Exercise data =
++++++
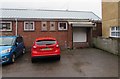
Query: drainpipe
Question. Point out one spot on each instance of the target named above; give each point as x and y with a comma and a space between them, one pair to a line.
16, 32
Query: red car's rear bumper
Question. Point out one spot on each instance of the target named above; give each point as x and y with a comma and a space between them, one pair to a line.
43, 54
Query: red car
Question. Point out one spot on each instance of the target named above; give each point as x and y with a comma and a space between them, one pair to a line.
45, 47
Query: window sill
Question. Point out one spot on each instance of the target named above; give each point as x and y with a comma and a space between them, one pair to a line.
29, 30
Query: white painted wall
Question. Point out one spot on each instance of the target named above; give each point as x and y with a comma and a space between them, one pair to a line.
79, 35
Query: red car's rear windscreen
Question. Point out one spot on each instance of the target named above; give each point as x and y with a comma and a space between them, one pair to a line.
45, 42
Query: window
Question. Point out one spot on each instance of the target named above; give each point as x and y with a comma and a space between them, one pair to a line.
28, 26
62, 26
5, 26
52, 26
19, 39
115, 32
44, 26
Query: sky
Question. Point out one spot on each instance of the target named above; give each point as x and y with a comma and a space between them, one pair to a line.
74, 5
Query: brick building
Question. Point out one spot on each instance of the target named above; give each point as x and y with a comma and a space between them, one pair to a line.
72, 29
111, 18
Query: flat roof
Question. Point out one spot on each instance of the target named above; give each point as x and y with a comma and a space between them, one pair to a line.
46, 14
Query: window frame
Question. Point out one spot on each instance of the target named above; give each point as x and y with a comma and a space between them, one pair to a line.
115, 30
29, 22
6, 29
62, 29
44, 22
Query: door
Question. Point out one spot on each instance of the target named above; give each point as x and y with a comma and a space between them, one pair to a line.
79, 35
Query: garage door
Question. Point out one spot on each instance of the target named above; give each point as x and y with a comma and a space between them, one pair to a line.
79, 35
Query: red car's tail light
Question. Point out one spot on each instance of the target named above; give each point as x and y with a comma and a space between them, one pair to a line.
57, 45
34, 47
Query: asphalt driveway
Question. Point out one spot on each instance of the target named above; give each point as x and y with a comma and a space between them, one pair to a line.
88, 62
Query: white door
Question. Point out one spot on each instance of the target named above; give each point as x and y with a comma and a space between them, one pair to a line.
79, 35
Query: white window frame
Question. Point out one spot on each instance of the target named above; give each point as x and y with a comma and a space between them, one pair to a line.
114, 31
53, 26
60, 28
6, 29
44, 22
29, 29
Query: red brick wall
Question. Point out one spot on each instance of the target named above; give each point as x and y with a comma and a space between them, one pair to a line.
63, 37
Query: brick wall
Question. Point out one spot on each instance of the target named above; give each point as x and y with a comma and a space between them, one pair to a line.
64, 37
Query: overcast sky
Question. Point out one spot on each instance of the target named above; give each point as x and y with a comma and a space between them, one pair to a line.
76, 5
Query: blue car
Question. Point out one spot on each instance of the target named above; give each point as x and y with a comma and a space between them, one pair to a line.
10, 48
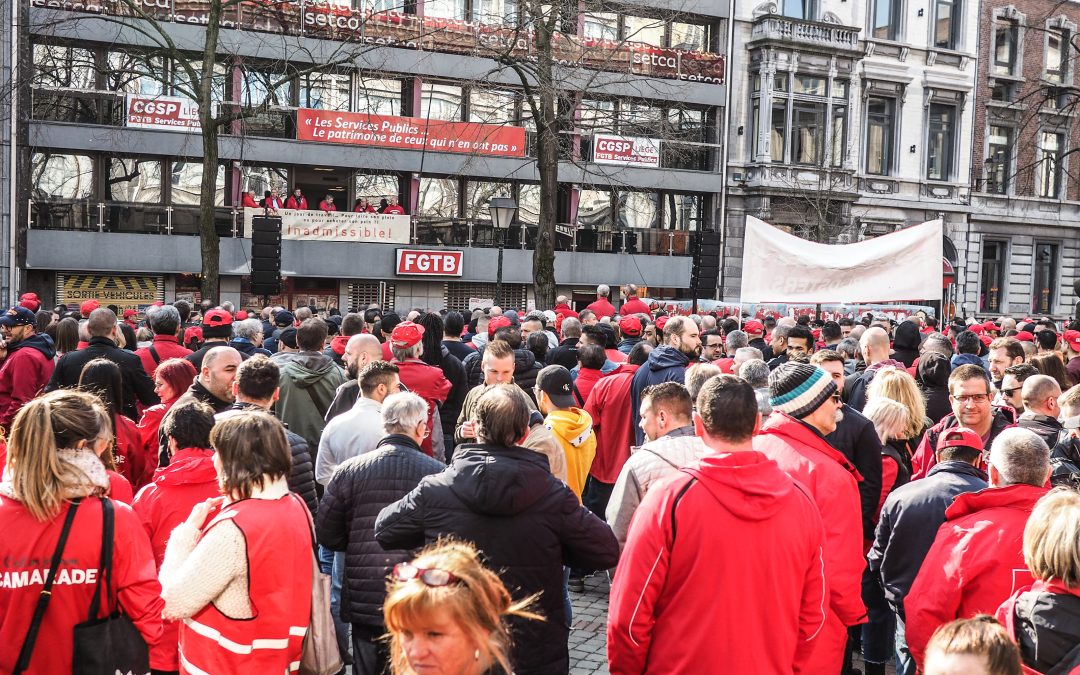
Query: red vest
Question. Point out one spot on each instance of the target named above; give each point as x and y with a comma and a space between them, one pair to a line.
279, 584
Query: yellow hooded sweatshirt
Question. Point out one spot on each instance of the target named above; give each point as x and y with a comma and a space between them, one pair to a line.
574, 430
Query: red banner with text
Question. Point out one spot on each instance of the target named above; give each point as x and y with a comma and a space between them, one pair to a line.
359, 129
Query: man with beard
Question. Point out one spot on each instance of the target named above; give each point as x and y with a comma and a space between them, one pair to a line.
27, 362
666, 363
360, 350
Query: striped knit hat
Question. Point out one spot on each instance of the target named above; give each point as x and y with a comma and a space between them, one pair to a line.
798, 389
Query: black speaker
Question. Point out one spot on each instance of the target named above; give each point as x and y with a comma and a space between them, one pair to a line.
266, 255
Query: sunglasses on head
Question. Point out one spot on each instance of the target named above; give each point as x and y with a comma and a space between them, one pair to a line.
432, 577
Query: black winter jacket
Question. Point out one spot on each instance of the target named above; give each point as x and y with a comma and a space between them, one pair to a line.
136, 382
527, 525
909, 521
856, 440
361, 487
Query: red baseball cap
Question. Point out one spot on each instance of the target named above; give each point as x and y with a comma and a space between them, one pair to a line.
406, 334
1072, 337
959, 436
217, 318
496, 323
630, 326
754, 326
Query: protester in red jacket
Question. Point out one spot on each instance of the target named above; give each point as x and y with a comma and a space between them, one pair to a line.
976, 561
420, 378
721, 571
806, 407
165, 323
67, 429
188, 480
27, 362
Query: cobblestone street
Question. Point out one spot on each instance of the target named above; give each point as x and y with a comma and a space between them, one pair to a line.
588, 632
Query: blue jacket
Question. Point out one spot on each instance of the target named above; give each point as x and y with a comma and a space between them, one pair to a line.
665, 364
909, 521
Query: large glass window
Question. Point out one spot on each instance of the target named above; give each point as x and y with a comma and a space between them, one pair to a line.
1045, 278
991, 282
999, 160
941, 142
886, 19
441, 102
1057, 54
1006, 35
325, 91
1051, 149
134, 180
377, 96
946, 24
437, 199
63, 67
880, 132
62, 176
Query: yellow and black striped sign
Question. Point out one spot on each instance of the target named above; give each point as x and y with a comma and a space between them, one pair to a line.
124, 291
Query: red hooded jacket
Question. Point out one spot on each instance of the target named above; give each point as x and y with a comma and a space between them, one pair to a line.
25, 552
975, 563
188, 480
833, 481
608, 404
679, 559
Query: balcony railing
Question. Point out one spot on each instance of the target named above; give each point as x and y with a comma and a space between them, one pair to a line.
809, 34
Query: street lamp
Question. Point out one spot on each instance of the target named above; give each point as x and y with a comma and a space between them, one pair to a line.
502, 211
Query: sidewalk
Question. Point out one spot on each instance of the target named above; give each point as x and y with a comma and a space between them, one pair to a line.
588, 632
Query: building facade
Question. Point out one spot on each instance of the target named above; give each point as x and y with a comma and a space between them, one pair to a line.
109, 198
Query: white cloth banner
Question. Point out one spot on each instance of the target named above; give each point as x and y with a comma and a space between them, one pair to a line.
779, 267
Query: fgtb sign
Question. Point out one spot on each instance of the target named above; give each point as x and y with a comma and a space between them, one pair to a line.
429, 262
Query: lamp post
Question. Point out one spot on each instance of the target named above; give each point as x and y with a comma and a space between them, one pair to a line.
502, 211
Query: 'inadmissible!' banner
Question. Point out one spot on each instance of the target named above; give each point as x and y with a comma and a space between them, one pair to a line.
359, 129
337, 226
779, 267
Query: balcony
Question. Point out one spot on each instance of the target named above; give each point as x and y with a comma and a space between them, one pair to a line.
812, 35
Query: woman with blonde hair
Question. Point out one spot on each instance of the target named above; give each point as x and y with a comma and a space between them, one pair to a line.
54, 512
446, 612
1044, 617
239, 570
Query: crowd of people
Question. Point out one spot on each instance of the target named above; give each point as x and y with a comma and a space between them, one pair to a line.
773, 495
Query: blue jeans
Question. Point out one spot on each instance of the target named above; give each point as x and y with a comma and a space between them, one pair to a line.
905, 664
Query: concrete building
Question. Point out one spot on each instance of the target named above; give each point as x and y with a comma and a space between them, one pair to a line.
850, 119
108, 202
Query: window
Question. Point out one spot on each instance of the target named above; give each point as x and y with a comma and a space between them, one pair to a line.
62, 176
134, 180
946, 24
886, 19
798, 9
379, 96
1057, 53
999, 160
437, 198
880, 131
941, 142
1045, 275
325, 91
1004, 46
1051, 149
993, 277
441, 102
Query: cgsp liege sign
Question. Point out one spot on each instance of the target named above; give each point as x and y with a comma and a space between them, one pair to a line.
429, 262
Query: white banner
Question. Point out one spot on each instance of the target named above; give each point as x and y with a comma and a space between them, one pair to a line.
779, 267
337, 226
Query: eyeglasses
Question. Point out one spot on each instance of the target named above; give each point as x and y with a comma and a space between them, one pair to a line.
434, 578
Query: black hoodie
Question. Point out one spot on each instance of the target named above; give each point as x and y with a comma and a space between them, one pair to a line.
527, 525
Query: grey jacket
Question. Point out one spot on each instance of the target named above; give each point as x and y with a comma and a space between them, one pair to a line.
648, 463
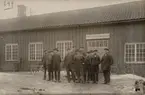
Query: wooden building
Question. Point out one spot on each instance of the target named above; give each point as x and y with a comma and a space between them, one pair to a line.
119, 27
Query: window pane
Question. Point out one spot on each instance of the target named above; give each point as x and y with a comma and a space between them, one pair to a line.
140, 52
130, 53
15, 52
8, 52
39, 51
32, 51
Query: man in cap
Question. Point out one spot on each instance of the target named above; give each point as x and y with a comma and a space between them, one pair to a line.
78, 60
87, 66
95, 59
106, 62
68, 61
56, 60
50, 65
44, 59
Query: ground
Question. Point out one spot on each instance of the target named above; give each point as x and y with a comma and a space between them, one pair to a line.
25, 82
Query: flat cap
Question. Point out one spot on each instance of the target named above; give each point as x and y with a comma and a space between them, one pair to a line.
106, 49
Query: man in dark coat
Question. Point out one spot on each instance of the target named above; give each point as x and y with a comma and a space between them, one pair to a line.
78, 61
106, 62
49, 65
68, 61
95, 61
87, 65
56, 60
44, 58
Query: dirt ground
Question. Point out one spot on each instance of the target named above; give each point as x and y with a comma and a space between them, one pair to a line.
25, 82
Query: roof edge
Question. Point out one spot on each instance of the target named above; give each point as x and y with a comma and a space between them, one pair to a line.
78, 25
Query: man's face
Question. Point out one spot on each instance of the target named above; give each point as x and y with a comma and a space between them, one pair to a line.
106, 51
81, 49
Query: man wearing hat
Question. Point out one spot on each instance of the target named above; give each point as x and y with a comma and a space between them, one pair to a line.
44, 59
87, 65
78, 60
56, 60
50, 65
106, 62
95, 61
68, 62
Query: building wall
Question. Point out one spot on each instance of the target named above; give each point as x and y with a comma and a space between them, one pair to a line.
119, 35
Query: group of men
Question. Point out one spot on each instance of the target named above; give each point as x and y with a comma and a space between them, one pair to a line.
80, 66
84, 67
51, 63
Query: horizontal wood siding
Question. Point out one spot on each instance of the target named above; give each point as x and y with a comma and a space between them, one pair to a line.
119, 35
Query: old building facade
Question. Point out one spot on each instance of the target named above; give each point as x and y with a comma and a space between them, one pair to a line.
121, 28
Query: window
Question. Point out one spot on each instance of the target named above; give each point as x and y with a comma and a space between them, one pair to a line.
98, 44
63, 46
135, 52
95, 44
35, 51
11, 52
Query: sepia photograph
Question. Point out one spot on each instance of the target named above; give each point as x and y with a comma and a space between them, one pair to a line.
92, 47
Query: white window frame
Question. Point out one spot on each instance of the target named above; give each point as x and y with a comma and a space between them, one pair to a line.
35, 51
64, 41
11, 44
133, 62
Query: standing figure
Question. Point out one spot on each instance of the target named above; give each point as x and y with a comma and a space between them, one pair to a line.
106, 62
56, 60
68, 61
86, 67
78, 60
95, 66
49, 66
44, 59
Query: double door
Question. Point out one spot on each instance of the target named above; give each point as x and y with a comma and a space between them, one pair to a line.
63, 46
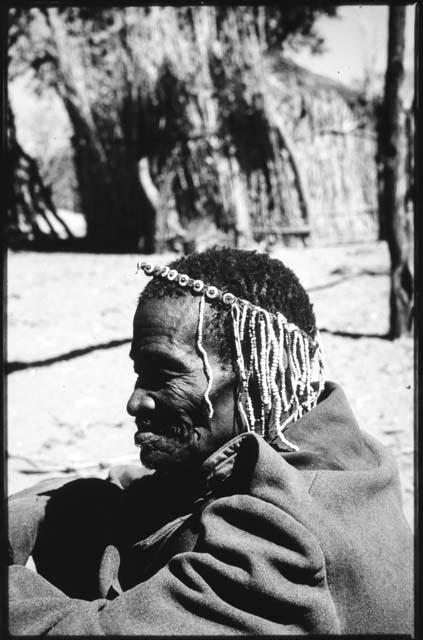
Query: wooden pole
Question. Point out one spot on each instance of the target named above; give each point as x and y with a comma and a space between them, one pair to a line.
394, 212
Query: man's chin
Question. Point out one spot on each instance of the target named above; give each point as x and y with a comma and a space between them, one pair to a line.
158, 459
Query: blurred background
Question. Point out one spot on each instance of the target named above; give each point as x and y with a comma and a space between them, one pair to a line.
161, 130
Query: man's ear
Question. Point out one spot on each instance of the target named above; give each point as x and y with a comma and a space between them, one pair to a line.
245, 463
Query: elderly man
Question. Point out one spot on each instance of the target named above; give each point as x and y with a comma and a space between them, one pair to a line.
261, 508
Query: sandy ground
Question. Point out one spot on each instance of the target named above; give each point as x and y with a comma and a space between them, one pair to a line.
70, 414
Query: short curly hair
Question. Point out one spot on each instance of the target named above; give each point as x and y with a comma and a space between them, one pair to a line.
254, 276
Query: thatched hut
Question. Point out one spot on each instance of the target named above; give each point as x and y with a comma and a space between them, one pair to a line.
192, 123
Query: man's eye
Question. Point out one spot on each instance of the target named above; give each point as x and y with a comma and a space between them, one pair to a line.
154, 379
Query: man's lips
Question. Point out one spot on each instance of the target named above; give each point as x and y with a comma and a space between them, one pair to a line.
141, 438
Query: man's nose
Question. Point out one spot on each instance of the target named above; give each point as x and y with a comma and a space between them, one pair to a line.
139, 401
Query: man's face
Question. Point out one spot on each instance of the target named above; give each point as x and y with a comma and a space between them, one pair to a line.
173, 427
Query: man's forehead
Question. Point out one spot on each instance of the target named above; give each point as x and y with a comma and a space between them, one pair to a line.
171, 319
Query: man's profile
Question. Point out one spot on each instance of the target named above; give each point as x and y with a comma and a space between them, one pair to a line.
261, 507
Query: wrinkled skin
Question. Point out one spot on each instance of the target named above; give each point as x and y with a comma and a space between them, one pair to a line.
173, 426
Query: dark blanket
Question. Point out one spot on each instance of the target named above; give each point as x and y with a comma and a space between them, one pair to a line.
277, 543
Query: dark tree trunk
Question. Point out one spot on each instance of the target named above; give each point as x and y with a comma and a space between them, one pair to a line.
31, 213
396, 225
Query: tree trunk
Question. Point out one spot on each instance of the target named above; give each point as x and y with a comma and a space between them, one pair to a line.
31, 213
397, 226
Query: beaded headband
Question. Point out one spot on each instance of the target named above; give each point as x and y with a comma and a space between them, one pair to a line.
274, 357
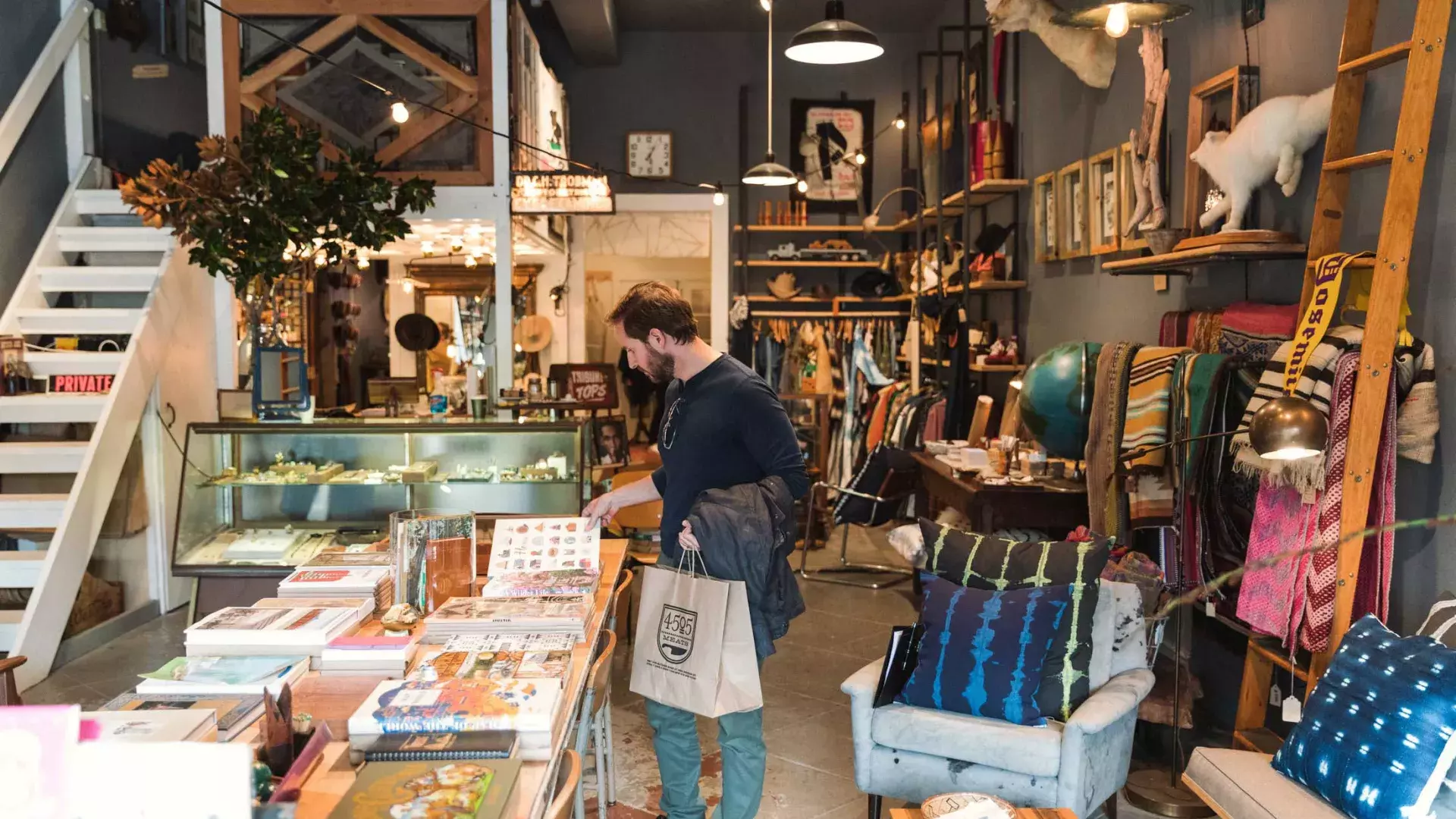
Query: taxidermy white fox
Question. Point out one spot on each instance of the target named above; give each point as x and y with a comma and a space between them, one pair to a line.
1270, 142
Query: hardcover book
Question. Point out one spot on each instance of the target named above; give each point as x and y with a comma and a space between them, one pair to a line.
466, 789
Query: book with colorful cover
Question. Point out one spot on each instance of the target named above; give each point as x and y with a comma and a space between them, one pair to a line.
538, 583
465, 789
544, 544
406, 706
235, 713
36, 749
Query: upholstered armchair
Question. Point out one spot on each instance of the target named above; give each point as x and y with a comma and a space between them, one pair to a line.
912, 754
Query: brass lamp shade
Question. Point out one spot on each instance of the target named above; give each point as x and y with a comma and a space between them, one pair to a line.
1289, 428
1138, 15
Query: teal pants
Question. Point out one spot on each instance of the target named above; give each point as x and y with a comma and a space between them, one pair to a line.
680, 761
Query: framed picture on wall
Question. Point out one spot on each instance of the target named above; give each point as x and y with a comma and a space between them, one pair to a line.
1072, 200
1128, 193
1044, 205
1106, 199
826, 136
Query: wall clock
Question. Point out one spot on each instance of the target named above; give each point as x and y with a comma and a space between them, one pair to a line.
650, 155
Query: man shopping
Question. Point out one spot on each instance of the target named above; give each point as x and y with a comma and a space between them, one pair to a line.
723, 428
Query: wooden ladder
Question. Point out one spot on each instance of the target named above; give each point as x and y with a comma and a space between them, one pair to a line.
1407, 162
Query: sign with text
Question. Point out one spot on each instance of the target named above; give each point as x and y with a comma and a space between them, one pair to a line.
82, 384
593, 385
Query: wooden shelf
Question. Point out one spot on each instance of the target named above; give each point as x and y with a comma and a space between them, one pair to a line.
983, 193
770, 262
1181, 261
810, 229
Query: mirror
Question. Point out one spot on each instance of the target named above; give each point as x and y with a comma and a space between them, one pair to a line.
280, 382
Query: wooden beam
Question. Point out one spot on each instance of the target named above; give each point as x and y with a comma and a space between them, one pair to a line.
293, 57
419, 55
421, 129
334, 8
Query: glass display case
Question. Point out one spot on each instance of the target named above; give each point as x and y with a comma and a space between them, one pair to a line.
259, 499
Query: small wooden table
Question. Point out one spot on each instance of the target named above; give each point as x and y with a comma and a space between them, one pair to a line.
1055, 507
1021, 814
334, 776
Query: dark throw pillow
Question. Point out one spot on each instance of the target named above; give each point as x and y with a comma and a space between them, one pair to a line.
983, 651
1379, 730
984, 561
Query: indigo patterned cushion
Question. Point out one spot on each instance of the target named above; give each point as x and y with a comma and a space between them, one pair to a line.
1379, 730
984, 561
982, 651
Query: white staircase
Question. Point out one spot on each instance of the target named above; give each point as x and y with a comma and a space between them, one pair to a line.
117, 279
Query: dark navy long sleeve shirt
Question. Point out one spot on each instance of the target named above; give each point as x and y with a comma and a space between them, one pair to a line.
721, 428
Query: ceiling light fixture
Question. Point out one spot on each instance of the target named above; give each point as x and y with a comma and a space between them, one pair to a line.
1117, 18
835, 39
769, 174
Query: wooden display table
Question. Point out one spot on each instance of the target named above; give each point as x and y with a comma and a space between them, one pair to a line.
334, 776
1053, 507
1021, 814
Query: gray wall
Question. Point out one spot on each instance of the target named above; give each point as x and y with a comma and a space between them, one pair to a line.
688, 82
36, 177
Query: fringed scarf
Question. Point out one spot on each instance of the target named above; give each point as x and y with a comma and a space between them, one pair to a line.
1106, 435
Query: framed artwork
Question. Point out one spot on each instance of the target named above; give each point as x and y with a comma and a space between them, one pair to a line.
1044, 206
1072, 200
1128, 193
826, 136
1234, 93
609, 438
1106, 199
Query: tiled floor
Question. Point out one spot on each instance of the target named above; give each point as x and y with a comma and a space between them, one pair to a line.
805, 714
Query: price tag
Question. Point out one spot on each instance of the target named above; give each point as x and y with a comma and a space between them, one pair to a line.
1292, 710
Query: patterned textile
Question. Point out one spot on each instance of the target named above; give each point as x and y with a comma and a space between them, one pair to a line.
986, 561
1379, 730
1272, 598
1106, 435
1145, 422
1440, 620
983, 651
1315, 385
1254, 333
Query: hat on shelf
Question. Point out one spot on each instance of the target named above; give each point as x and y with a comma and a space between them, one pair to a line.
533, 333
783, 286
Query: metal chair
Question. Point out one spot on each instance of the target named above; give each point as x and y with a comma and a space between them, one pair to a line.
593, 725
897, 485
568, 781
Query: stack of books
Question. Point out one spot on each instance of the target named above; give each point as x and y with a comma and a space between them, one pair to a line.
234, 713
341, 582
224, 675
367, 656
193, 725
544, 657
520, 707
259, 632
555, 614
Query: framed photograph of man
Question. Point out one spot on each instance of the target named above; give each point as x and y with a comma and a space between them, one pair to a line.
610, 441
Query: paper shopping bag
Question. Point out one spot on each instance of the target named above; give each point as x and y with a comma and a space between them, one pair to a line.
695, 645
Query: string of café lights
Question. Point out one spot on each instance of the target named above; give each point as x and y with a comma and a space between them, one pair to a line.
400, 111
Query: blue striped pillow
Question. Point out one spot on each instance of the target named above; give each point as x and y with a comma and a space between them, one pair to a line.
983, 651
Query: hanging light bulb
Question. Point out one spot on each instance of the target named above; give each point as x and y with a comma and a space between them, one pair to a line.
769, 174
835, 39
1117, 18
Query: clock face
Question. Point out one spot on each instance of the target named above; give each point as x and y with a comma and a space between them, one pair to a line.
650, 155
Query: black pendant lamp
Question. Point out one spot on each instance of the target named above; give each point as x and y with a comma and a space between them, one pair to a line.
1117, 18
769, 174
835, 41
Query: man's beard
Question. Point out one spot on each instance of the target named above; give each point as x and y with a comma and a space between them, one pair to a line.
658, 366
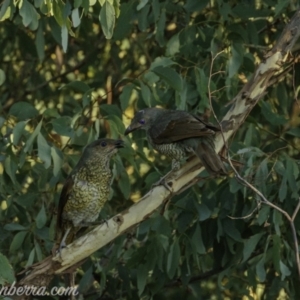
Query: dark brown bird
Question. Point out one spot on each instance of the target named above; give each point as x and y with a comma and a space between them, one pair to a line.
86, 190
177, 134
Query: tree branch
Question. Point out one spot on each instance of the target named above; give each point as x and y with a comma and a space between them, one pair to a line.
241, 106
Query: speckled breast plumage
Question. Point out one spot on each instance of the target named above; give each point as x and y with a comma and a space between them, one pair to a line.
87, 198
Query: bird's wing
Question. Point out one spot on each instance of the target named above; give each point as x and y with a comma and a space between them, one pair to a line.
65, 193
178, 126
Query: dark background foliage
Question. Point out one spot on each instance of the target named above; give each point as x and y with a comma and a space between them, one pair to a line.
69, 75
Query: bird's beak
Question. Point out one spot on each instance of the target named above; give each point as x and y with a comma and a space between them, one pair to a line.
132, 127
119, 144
++++++
Goal of the exercise = Return exactly the lines from the one containing "Query: speckled breast plumage" to the last line of the data, and nothing more.

Task output =
Query: speckled breast plumage
Question. Point out one spot on each instance of the target named above; give each point as x and y with a comma and a space between them, one pair to a line.
87, 198
Query: bird's wing
Question. Point out one spot on each instance of the target named above; give each point as x and y with a comma and a space between them, one pair to a line.
65, 193
178, 126
Query: dark background foliage
Question. Point out one spot on each instance of the target named above; give each point as x and y with a comma and a space between them, one pair to a line.
69, 75
Query: bird's beak
Question. Point out one spot on each instance of the target named above; give each point as x and y with a comma and a space between them, one pair to a line.
132, 127
119, 144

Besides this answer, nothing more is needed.